§ Problem
Print, in exact form, the lines below from the one containing "Pick out the light" through the one containing "Pick out the yellow", and omit all others.

(Region pointing data)
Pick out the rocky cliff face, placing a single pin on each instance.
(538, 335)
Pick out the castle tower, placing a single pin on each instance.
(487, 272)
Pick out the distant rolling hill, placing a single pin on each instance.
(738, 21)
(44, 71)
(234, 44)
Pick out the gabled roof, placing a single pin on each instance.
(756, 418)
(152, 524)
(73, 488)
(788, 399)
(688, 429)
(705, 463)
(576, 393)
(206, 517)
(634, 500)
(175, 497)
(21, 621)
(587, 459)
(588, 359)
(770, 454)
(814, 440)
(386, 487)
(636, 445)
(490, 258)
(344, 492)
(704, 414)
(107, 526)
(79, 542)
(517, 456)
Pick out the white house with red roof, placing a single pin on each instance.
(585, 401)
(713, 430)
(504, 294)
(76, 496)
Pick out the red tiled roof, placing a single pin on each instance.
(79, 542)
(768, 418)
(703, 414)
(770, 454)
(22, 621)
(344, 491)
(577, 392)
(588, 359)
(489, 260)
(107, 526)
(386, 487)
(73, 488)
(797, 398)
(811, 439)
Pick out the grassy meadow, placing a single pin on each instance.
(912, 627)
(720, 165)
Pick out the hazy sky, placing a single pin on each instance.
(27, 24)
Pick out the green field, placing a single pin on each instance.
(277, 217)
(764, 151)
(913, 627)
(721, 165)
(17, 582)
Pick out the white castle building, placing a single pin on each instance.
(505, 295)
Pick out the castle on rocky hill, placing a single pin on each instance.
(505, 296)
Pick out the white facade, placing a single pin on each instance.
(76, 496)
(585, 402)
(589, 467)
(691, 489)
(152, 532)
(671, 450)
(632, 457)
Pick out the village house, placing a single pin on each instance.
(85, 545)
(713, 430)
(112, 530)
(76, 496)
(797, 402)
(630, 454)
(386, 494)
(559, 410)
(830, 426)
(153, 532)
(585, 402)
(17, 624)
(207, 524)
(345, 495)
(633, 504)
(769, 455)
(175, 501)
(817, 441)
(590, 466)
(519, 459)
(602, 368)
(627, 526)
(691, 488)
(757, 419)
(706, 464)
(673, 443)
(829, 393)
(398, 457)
--
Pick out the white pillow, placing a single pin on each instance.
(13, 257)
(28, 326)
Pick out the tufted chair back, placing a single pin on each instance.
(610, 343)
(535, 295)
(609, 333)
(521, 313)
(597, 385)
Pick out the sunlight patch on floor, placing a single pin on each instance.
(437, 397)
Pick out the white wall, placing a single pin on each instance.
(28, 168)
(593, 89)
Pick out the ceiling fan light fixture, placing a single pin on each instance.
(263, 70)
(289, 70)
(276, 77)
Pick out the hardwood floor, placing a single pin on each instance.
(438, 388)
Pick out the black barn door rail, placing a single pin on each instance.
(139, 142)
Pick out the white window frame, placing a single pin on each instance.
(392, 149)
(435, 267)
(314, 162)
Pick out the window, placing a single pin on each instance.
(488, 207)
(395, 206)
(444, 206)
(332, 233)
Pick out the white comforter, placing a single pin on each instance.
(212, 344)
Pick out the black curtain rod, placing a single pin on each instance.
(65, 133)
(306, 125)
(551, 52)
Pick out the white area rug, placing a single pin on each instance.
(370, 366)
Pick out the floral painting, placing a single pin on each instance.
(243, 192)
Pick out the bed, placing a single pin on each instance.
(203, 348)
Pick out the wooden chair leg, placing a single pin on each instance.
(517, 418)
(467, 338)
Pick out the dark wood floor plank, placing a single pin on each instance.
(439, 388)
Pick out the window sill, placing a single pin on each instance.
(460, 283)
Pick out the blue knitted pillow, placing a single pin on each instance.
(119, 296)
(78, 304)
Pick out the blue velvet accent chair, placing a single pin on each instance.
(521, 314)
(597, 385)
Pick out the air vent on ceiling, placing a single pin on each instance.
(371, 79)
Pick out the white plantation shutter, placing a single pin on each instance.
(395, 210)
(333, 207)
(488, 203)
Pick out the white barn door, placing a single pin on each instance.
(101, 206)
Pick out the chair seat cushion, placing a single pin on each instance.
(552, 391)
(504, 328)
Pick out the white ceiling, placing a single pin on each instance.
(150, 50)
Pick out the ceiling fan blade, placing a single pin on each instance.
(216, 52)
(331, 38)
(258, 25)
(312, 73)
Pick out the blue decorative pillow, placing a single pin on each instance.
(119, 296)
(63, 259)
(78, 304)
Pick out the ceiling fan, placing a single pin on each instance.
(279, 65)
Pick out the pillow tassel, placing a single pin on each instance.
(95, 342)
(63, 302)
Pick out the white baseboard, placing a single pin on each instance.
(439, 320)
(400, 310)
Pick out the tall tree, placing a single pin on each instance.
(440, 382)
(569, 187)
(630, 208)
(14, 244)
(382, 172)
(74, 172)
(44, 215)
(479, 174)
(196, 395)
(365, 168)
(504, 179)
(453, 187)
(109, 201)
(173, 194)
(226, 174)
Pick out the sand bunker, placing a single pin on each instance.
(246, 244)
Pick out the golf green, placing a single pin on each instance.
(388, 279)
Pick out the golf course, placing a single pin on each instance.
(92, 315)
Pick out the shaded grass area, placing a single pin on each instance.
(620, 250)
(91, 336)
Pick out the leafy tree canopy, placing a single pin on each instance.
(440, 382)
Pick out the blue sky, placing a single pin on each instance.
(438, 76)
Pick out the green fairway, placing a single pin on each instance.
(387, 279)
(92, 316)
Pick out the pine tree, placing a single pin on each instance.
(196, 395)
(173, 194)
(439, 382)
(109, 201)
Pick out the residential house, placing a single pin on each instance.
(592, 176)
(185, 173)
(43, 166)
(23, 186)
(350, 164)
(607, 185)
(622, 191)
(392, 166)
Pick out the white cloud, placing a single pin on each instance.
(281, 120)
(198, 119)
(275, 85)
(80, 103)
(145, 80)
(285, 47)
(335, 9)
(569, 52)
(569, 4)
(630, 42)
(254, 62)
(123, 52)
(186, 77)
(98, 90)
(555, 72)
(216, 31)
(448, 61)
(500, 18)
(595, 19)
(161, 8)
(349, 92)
---
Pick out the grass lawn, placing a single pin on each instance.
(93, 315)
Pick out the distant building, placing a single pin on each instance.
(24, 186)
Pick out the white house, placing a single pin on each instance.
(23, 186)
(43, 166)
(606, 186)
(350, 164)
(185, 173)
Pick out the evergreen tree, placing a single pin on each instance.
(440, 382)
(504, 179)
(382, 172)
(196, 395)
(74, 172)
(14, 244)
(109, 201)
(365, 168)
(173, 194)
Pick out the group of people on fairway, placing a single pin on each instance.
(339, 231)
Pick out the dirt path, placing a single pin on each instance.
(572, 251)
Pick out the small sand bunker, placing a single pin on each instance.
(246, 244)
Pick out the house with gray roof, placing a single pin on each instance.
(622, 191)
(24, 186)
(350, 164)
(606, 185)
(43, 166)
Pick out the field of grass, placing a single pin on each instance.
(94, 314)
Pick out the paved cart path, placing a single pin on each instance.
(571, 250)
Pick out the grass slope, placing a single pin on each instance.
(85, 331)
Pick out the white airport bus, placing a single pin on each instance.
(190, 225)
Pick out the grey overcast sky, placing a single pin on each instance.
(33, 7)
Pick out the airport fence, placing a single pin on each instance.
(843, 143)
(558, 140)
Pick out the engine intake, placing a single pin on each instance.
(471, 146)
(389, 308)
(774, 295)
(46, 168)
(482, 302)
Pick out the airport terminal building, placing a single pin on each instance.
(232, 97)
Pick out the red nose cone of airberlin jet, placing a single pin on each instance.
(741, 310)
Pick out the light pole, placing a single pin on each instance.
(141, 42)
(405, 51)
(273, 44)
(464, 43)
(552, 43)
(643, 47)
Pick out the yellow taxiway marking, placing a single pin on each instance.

§ Expected answer
Pick out the light pole, placing a single pin on each instance.
(141, 42)
(405, 51)
(273, 44)
(464, 43)
(552, 43)
(643, 47)
Pick out the yellow taxiway marking, placing a single pin on each instance.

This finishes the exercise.